Is Euler characteristic of a simplicial complex upper bounded by a polynomial in the number of its facets ? What is the best upper bound known on the (absolute value of) the 
Euler characteristic of a simplicial complex
in terms of the number of its facets ?
In particular, I am interested in proving or disproving the following:
If $K$ is a simplicial complex with $N$ facets then 
$|\chi(K)| \leq N^{O(1)}.$  
If $K$ is "shellable" then one can show that $|\chi(K)| \leq N.$
As a partial answer, I would be interested in any other subclasses 
of simplicial complexes where the polynomial upper bound holds.
 A: If you only care about Cohen-Macaulay complexes (in particular, shellable complexes are Cohen-Macaulay) then the answer is yes.  Let $\Delta$ be a $(d-1)$-dimensional CM complex.  The key is that we should use the $h$-numbers of $\Delta$ instead of its $f$-numbers.  Most importantly: 


*

*The number of facets in $\Delta$ is the sum of its $h$-numbers (for any complex),

*$h_d(\Delta) = (-1)^{d-1}\widetilde{\chi}(\Delta)$ (also for any complex), and

*$h_j(\Delta) \geq 0$ for all $j$ (for any CM complex).


Thus $$|\widetilde{\chi}(\Delta)| = h_d(\Delta) \leq \sum_{j=0}^dh_j(\Delta) = f_{d-1}(\Delta).$$  
A:  There is no such bound. The most dramatic separation between these numbers that I can find is that, for any $n$, there is a simplicial complex with $2^{n-1}-1$ vertices, $\binom{n}{2}$ facets and Euler characteristic $1 + (-1)^{n-1} (n-1)!$.
This is really a construction about lattices. See Chapter 3 of Enumerative Combinatorics Volume 1 for background. Let $L$ be a finite lattice, with minimal and maximal element $0$ and $1$. Let $A$ be the set of atoms (elements which cover $0$) and let $B$ be the set of co-atoms (elements covered by $1$.) Let the simplicial complex $\Delta(L)$ have vertex set $B$ and have as faces those subsets of $B$ whose meet is NOT $0$.

^^^^^^^^^^^^^^^^

EXERCISE REQUIREMENTS:
Answer these questions about the thread on Euler characteristic bounds.
1. What bound on $|\chi(K)|$ can be shown when $K$ is shellable?
2. In the first reply, the number of facets in $\Delta$ is the sum of which numbers?
3. How many facets does the simplicial complex in the second reply's construction have?

ENTRIES:

^^^^^^^^^^^^^^^^

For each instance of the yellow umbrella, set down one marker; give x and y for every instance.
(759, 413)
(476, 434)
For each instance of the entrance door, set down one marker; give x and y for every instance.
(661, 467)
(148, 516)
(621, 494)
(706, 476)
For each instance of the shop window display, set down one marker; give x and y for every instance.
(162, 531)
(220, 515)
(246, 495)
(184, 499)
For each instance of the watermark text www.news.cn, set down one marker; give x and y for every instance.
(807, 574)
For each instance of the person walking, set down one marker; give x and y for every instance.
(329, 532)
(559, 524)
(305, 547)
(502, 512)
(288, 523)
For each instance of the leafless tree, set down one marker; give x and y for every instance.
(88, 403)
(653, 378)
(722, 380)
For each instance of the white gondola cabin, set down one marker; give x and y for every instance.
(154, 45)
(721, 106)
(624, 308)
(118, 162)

^^^^^^^^^^^^^^^^

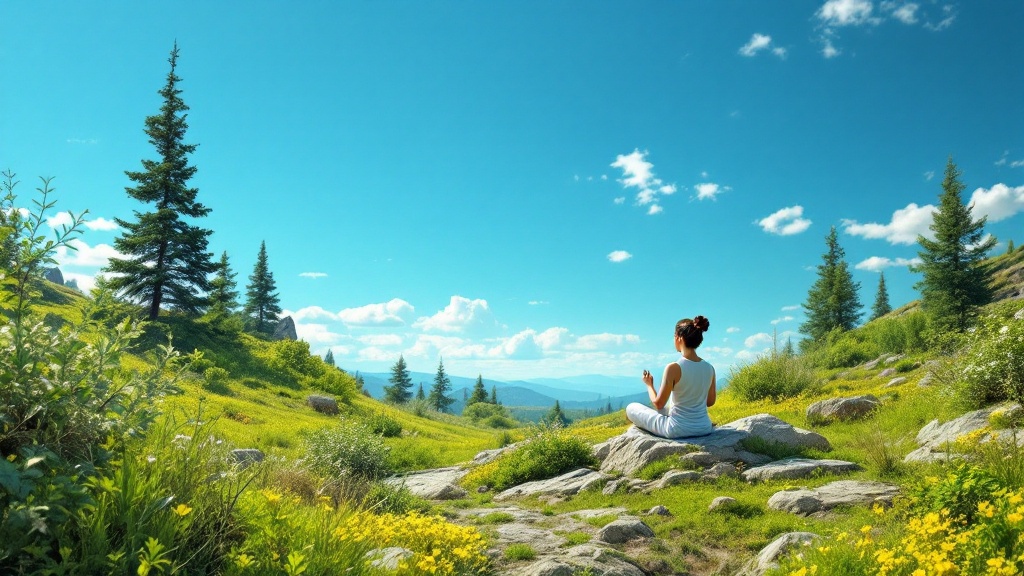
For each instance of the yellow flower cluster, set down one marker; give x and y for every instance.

^^^^^^^^^^^^^^^^

PROBLEM SOLUTION:
1. $|\chi(K)| \leq N$
2. Its $h$-numbers
3. $\binom{n}{2}$